Content starts
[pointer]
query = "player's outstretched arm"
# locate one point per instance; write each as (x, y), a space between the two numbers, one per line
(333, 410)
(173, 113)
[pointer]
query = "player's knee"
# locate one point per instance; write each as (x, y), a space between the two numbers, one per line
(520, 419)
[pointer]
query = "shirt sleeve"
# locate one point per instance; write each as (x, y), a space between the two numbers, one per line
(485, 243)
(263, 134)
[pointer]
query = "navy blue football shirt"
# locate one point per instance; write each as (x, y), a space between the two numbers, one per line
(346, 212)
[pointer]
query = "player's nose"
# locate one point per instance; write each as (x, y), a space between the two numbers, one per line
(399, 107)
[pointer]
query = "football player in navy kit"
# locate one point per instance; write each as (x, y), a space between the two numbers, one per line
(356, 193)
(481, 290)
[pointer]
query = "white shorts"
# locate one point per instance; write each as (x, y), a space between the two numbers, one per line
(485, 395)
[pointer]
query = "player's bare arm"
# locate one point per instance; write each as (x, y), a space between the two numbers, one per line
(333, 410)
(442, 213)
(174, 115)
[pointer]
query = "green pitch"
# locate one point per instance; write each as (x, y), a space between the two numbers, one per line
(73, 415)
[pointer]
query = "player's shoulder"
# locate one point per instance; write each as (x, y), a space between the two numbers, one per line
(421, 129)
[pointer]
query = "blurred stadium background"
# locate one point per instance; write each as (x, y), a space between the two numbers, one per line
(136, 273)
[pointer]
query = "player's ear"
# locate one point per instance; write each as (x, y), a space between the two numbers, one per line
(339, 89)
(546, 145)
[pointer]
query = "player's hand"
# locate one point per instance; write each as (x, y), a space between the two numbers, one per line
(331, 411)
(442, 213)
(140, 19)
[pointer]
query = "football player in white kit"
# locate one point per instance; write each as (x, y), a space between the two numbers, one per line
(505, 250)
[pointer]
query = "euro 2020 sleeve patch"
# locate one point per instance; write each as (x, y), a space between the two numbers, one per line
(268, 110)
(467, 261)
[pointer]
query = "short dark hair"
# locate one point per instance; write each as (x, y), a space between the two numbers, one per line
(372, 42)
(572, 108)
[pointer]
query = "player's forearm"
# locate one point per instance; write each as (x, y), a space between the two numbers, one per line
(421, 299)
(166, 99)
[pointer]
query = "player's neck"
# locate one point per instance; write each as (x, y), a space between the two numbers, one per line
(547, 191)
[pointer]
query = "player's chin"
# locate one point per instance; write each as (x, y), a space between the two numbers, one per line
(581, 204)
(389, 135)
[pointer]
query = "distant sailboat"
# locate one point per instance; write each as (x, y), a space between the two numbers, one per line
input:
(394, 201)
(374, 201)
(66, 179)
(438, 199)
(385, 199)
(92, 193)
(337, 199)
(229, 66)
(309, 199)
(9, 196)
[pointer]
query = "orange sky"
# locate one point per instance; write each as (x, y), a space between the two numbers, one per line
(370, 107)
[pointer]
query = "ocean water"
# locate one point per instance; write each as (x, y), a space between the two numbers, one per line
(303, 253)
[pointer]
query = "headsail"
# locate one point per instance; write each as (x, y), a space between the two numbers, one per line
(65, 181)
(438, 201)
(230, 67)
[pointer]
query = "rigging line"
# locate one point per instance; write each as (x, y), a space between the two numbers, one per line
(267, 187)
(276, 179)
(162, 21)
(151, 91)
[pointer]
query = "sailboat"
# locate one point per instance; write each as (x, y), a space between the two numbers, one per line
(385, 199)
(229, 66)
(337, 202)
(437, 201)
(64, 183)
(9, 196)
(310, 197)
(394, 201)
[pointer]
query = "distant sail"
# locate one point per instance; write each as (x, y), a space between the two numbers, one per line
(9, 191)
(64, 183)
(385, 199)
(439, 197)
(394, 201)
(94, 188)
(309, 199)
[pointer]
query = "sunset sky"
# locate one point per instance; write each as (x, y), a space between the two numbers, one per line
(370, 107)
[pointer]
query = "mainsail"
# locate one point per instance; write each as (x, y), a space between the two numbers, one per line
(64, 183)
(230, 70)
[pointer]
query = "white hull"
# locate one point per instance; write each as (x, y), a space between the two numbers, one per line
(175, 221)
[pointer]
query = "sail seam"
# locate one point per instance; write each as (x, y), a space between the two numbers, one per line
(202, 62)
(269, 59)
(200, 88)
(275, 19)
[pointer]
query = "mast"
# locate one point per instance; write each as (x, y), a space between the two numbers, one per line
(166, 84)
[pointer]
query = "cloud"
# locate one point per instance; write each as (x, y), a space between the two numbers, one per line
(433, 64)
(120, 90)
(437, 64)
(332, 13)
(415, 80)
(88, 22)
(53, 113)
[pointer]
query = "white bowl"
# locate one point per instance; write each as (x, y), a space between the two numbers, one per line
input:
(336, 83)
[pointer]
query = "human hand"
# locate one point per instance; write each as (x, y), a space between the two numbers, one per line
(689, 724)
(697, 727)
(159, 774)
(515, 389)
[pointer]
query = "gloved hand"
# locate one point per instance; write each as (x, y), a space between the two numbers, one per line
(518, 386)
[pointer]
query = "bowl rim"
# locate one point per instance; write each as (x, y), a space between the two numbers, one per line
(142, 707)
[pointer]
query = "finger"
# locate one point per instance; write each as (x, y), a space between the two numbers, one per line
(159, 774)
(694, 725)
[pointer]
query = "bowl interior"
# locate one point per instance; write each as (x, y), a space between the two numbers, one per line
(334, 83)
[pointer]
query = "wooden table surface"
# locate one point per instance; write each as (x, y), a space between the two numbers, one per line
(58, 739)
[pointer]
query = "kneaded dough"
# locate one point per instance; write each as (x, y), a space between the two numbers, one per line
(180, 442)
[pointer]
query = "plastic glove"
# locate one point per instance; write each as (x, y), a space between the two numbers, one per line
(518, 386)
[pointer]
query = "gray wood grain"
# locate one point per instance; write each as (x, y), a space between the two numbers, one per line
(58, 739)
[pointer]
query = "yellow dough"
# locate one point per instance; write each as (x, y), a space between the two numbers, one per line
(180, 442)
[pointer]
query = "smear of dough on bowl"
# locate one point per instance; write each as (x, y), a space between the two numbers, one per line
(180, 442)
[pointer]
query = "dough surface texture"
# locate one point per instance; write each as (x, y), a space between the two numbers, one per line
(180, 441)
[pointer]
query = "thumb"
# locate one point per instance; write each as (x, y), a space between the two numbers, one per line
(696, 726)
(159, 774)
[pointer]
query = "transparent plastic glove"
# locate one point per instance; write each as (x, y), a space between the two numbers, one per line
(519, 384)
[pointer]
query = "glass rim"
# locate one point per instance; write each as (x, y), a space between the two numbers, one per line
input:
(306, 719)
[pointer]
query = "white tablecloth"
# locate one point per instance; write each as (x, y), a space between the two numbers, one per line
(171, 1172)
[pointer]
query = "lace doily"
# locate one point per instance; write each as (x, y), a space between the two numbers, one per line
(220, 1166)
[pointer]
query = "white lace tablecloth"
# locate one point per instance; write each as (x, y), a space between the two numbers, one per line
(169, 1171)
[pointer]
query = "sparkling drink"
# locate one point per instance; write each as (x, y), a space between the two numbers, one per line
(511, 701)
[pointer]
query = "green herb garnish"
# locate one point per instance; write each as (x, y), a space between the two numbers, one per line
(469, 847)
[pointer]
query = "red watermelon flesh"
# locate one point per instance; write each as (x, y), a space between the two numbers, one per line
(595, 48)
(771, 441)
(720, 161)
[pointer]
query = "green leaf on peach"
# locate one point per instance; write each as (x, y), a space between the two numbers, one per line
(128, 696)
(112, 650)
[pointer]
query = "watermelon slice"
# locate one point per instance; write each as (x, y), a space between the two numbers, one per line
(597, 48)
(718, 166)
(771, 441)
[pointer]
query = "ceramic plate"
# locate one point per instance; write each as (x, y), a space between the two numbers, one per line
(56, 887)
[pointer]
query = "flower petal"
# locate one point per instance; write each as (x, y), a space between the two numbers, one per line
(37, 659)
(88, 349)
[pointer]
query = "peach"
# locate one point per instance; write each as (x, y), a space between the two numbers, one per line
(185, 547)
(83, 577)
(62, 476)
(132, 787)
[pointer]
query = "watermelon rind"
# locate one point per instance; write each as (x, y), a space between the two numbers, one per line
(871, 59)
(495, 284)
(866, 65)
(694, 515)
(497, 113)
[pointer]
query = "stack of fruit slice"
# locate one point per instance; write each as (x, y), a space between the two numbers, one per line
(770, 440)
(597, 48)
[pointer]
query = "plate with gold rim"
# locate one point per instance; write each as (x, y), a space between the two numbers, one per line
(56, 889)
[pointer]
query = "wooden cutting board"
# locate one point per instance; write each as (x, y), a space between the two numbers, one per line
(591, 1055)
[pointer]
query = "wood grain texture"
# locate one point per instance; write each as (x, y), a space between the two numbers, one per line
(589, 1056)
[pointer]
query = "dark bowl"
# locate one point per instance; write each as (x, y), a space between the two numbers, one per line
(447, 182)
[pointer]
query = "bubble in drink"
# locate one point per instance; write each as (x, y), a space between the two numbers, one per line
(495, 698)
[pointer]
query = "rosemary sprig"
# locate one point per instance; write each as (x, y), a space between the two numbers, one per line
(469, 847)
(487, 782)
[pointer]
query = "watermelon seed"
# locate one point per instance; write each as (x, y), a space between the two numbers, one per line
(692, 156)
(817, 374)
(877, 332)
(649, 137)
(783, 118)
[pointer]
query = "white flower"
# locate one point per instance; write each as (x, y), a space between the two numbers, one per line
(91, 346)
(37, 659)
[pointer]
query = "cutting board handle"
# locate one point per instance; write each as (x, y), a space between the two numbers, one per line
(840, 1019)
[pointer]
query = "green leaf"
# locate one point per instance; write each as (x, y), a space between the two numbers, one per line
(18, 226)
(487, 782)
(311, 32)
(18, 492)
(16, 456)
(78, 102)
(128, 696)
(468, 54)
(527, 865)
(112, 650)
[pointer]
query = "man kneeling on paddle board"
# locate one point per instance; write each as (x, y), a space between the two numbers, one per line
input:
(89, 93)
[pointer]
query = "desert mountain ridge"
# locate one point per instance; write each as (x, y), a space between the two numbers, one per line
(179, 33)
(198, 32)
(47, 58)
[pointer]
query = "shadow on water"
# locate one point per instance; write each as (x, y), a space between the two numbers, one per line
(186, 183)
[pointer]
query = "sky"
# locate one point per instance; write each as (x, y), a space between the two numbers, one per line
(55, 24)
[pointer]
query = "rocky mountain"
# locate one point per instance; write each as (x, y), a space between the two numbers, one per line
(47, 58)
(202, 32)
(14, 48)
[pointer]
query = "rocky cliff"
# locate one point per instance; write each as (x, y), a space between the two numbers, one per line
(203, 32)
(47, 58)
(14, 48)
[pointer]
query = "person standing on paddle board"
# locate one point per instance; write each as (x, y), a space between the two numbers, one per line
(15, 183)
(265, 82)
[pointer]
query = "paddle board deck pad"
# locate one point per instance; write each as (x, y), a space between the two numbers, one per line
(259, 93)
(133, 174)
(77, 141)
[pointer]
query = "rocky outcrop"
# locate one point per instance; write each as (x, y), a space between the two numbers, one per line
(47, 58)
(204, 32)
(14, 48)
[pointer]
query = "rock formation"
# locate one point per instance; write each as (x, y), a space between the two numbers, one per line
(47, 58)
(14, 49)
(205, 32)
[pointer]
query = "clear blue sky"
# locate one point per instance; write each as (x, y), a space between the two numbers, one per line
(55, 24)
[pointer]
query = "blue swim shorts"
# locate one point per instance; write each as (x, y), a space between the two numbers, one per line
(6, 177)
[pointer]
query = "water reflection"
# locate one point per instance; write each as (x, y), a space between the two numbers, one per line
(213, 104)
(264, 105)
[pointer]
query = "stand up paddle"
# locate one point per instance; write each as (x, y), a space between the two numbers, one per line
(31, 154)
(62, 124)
Content ends
# Task requirements
Only the number is needed here: how many lines of the records contain "player"?

# Task response
12